PROBLEM STATEMENT: Copy out the material with every "rocky hillside" changed to "stony slope" and nothing else altered, omitting the pictures.

RECORDS PROVIDED:
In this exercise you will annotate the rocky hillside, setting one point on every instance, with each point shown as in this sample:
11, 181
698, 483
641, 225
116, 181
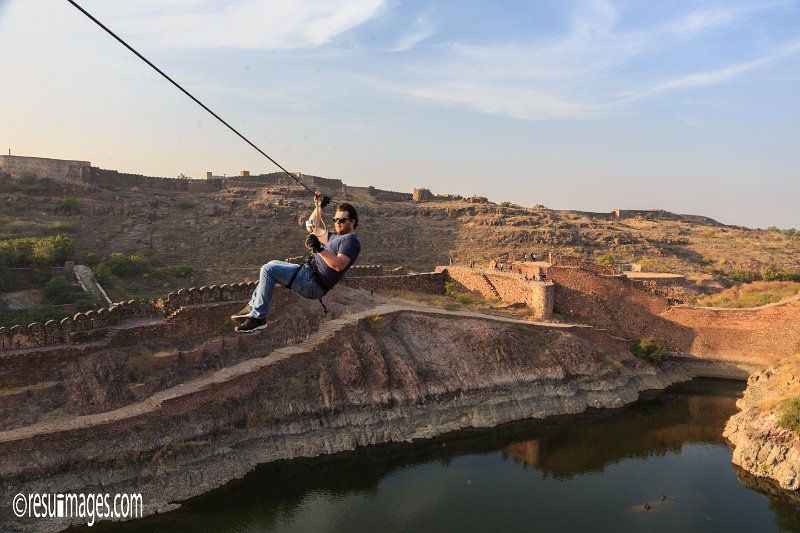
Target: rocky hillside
226, 235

COMPLETE OUTPUT:
In this exercise you will annotate the stony slope, setting one point on every instance, with each point shown as in this sample:
11, 181
698, 483
641, 225
116, 181
Target: stony slope
226, 235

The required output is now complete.